| THE DATA |
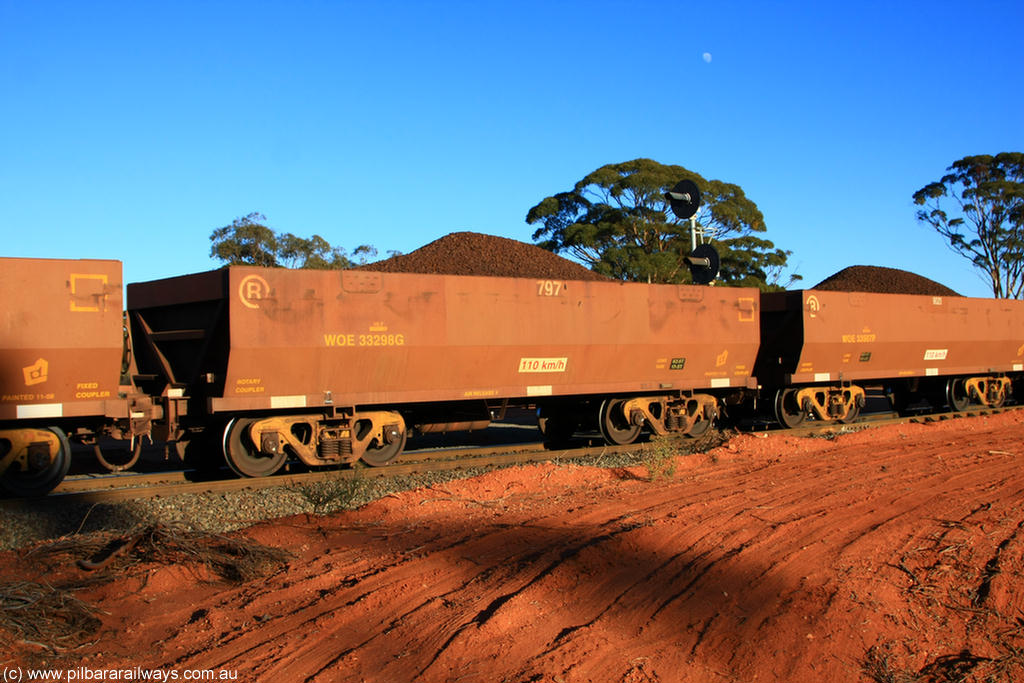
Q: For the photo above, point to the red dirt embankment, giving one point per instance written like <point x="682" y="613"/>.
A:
<point x="892" y="554"/>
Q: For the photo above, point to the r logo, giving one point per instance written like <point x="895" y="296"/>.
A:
<point x="36" y="373"/>
<point x="813" y="306"/>
<point x="252" y="290"/>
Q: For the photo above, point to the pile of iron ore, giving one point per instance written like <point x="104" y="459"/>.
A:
<point x="882" y="281"/>
<point x="475" y="254"/>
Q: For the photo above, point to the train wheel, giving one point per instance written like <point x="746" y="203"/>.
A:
<point x="40" y="480"/>
<point x="615" y="426"/>
<point x="378" y="455"/>
<point x="956" y="394"/>
<point x="787" y="412"/>
<point x="244" y="457"/>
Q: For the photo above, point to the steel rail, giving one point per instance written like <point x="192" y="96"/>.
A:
<point x="123" y="486"/>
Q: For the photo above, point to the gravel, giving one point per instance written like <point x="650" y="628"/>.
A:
<point x="27" y="522"/>
<point x="476" y="254"/>
<point x="882" y="281"/>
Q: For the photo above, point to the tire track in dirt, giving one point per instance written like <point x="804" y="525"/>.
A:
<point x="770" y="558"/>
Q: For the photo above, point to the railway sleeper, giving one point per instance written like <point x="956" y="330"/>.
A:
<point x="691" y="415"/>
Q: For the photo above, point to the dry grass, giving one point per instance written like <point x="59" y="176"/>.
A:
<point x="44" y="615"/>
<point x="232" y="559"/>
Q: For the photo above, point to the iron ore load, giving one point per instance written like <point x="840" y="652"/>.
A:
<point x="258" y="367"/>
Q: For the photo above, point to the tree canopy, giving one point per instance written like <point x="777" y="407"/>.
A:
<point x="249" y="242"/>
<point x="984" y="224"/>
<point x="617" y="221"/>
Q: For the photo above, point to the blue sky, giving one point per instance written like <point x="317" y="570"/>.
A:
<point x="132" y="130"/>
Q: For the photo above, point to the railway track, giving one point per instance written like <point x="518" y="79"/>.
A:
<point x="91" y="488"/>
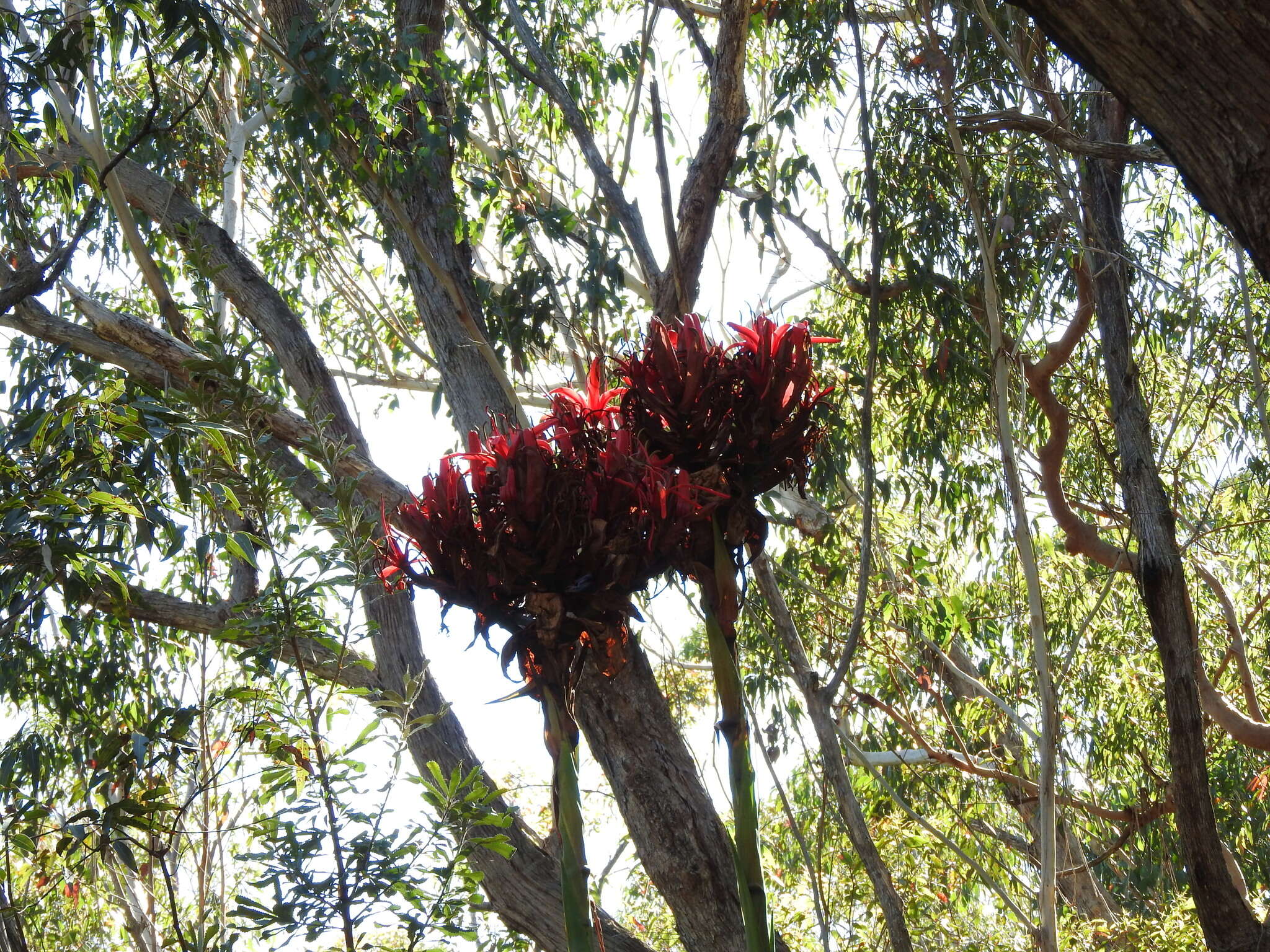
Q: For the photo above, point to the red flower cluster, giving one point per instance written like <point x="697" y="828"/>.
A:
<point x="549" y="531"/>
<point x="744" y="410"/>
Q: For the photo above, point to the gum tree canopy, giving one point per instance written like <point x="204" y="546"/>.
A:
<point x="996" y="681"/>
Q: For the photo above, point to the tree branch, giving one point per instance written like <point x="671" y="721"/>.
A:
<point x="710" y="168"/>
<point x="546" y="79"/>
<point x="1064" y="139"/>
<point x="347" y="668"/>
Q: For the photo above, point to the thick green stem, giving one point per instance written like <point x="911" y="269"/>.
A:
<point x="567" y="801"/>
<point x="734" y="728"/>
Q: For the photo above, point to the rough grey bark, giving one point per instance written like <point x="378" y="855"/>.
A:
<point x="1081" y="889"/>
<point x="658" y="783"/>
<point x="710" y="169"/>
<point x="1226" y="919"/>
<point x="1198" y="76"/>
<point x="523" y="890"/>
<point x="671" y="833"/>
<point x="831" y="758"/>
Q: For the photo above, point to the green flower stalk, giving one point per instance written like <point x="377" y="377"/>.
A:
<point x="739" y="419"/>
<point x="734" y="729"/>
<point x="562" y="738"/>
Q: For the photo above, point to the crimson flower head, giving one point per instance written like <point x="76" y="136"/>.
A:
<point x="745" y="410"/>
<point x="548" y="532"/>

| SET EXERCISE |
Write the lines out exactly, from the one with "Q: For the photo above, point to the thick" down to the last line of the listing, and leave out all others.

| COMPLETE OUTPUT |
Q: For the photo above, point to the thick green stem, giving one point per instance written like <point x="911" y="269"/>.
A:
<point x="567" y="801"/>
<point x="734" y="728"/>
Q: For the photo above, point to the rough grey bark, giving one point per instance written like <point x="378" y="855"/>.
A:
<point x="1081" y="889"/>
<point x="658" y="783"/>
<point x="710" y="169"/>
<point x="1226" y="919"/>
<point x="1198" y="76"/>
<point x="523" y="890"/>
<point x="671" y="833"/>
<point x="831" y="758"/>
Q: For the photo above, point to the green flower stalk, giving one point per instance written like <point x="377" y="377"/>.
A:
<point x="739" y="419"/>
<point x="734" y="729"/>
<point x="562" y="738"/>
Q: For the photo above, point to the crimson flower head, giving one point per instance written like <point x="76" y="136"/>.
A:
<point x="745" y="410"/>
<point x="548" y="532"/>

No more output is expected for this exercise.